### REQUIRED ACTION 1
In the Alastair Cook article, what happened to England in the Ashes return contest in Australia?
### REQUIRED ACTION 2
Repeat the Alastair Cook article word for word, from "England then lost" up to and including "Indies in May.".

London: England captain Alastair Cook believes winning this summer’s Ashes series would be his “best achievement”.

Cook has endured some torrid days since leading England to a 3-0 series win at home to Australia in his first Ashes as captain in 2013.

In the return contest that followed soon afterwards in Australia, England were whitewashed 5-0.

Andy Flower stepped down as England coach following the team’s return and star batsman Kevin Pietersen was sent into an ongoing international exile.

England then lost a two-Test series at home to Sri Lanka, with opening batsman Cook contemplating resigning as captain after the tourists clinched victory at Headingley.

As if all that were not enough, Cook was stripped of England’s one-day captaincy in December, just months before this year’s World Cup where the team suffered an embarrassing first-round exit in his absence.

Meanwhile the normally reliable Cook, 30, endured a prolonged slump with the bat before scoring his first Test hundred in nearly two years against the West Indies in May.

(Source data)
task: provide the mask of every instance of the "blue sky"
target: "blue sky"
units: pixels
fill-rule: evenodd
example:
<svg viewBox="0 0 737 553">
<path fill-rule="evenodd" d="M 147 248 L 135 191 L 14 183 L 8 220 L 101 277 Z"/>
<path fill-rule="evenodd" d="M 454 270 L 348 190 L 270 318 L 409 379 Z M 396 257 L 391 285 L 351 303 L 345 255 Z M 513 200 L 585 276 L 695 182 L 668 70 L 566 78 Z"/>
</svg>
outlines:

### RESPONSE BOX 1
England were whitewashed 5-0.

### RESPONSE BOX 2
England then lost a two-Test series at home to Sri Lanka, with opening batsman Cook contemplating resigning as captain after the tourists clinched victory at Headingley.

As if all that were not enough, Cook was stripped of England’s one-day captaincy in December, just months before this year’s World Cup where the team suffered an embarrassing first-round exit in his absence.

Meanwhile the normally reliable Cook, 30, endured a prolonged slump with the bat before scoring his first Test hundred in nearly two years against the West Indies in May.